EXERCISE REQUIREMENTS: Reproduce the data below verbatim, beginning with the line that contains "find the neighboring" and continuing through the final line of the data.

Object detection data:
# # # #

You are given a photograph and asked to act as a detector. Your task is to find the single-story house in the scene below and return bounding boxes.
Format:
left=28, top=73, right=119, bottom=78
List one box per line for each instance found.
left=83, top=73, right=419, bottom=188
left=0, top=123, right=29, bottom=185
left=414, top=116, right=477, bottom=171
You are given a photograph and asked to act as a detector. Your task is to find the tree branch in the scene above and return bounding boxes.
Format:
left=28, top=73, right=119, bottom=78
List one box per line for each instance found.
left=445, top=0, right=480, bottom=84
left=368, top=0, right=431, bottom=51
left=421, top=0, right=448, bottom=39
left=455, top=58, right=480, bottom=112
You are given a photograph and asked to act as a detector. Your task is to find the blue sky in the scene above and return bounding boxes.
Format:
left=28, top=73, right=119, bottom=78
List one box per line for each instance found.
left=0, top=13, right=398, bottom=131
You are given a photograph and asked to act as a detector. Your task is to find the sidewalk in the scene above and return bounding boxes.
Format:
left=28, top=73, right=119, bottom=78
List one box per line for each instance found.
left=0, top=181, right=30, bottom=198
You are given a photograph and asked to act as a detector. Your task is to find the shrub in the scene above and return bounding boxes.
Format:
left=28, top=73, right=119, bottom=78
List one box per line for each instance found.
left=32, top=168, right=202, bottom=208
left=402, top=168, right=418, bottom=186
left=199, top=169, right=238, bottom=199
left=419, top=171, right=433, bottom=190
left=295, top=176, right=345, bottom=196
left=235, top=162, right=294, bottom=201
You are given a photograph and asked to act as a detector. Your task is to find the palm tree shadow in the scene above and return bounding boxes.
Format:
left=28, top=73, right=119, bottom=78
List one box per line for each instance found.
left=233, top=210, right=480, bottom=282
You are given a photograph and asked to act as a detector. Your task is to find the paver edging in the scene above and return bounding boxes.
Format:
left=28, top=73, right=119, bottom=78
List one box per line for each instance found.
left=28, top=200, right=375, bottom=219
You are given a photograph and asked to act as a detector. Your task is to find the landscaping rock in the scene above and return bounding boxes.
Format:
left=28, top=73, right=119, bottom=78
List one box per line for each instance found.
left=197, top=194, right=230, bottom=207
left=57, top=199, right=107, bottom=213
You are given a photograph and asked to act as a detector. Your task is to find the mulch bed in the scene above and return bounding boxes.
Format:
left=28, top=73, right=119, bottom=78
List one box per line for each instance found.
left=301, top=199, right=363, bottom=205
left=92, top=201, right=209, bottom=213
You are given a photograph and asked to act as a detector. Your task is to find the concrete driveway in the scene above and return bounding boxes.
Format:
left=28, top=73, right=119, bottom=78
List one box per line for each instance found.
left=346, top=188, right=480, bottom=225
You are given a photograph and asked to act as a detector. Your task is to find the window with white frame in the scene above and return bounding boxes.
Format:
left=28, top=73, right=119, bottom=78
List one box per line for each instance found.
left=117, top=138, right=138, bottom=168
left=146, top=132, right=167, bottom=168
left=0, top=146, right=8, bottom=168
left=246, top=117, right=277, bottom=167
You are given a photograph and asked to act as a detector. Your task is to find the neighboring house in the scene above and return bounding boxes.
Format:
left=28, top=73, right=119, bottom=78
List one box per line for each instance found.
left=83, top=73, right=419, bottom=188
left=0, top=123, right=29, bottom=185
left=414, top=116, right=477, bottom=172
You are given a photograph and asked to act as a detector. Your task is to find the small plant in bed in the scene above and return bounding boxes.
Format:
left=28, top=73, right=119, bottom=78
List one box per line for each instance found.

# # # #

RESULT OF THIS TASK:
You are given a photograph and asked to act as a detector. Your task is to find the neighboring house in the scene above and return bounding boxes.
Format:
left=28, top=73, right=119, bottom=78
List one box per line for each instance found.
left=83, top=73, right=419, bottom=188
left=0, top=123, right=29, bottom=185
left=414, top=116, right=477, bottom=172
You are given a photograph and asked to act as a detector. Your task is to find the small plant in bed in the scene above and return bounding boxes.
Format:
left=28, top=73, right=119, bottom=78
List one box per line for each instance found.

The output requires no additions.